Aim of the task
Transcribe the records that follow, keeping every word as it stands.

• • • •

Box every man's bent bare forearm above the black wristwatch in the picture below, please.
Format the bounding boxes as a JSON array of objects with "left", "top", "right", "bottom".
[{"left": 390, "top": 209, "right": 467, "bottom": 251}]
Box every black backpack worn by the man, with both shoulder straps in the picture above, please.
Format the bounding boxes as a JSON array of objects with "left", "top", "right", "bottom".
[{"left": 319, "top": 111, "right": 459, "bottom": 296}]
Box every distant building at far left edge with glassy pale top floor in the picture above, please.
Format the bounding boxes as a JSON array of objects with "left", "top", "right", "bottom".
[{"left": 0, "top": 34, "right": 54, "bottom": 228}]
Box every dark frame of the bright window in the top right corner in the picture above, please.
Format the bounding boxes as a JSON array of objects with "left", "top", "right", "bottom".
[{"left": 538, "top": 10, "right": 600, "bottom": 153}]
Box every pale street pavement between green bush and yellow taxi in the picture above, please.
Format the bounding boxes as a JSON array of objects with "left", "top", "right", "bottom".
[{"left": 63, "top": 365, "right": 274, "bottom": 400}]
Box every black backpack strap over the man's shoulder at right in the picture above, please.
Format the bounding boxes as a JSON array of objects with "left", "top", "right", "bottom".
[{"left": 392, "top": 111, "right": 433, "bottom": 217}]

• • • •

Expected answer
Box every man's bent bare forearm above the black wristwatch in the picture below, please.
Format the bounding boxes as a JSON array of objects with "left", "top", "right", "bottom".
[{"left": 390, "top": 209, "right": 467, "bottom": 251}]
Box every black backpack worn by the man, with both shoulder straps in the picture above, please.
Format the bounding boxes as a JSON array of objects with "left", "top", "right", "bottom".
[{"left": 319, "top": 111, "right": 459, "bottom": 296}]
Box every distant building at far left edge with glassy pale top floor in the picture above, please.
Format the bounding boxes as a JSON array of objects with "left", "top", "right", "bottom".
[{"left": 0, "top": 34, "right": 54, "bottom": 228}]
Box every dark frame of the bright window in the top right corner in the picture above, please.
Format the bounding boxes as a JSON array of objects with "left", "top", "right", "bottom".
[{"left": 538, "top": 10, "right": 600, "bottom": 153}]
Box every pale street pavement between green bush and yellow taxi in the picture above, please.
Format the bounding boxes as a JSON array of objects with "left", "top", "right", "bottom".
[{"left": 63, "top": 365, "right": 274, "bottom": 400}]
Box every black backpack strap over the man's shoulder at right in the picture above, please.
Format the bounding boxes as a JSON array of objects with "left", "top", "right", "bottom".
[{"left": 392, "top": 111, "right": 433, "bottom": 217}]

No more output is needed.